──────── Provided data ────────

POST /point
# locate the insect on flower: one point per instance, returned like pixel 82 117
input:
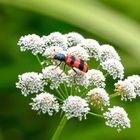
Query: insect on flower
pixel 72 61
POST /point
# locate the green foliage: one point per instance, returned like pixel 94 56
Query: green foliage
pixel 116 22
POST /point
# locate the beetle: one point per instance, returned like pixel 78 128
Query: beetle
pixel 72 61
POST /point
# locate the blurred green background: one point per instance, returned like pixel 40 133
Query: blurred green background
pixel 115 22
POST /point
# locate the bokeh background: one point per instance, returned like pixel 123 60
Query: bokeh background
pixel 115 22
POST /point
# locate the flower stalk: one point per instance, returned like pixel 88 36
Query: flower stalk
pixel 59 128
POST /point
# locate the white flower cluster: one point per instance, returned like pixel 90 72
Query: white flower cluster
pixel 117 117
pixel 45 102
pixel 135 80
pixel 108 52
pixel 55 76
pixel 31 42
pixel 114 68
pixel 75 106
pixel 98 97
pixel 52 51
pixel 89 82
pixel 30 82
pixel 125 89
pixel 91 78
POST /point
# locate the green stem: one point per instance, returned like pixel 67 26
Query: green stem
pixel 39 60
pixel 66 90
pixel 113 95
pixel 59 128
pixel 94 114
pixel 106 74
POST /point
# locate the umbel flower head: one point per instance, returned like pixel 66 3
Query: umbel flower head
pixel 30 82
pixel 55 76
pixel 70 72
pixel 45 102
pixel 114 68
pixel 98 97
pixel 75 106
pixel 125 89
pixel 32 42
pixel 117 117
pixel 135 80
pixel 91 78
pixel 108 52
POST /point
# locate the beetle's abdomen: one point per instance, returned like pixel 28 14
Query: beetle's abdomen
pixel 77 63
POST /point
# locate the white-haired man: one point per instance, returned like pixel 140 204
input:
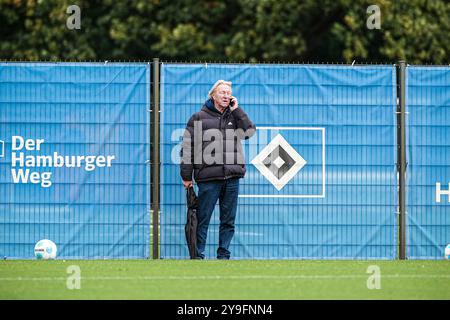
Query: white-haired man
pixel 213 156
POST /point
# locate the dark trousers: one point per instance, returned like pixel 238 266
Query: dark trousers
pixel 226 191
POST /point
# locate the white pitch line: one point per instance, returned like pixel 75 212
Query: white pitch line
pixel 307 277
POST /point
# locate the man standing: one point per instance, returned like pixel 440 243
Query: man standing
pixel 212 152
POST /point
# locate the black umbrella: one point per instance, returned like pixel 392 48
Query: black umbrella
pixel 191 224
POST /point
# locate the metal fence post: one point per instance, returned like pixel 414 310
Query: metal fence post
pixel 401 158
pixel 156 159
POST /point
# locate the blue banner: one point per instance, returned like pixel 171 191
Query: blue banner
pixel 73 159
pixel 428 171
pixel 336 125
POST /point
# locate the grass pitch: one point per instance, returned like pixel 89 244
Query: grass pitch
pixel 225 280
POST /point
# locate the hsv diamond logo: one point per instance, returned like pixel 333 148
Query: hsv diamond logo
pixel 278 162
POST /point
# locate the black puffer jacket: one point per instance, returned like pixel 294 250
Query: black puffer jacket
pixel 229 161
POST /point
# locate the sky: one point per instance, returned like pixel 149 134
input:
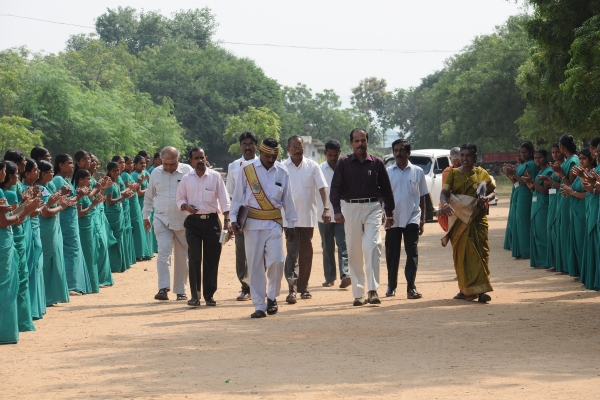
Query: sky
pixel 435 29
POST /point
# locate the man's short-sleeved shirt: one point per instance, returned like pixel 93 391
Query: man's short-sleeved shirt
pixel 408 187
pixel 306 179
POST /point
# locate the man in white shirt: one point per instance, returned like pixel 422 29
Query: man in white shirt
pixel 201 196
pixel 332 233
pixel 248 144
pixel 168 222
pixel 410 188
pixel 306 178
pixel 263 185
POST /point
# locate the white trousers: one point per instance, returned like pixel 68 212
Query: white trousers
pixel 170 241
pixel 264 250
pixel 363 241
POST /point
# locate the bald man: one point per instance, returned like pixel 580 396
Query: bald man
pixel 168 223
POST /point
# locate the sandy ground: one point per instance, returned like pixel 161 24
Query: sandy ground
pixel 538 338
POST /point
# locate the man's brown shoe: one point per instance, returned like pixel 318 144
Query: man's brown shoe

────────

**Description of the task:**
Pull every line containing the word "shoe" out of the material and copy it.

**Task result:**
# locate the man's brown shoe: one point per instance, returned like pixel 318 144
Query: man's brown shoe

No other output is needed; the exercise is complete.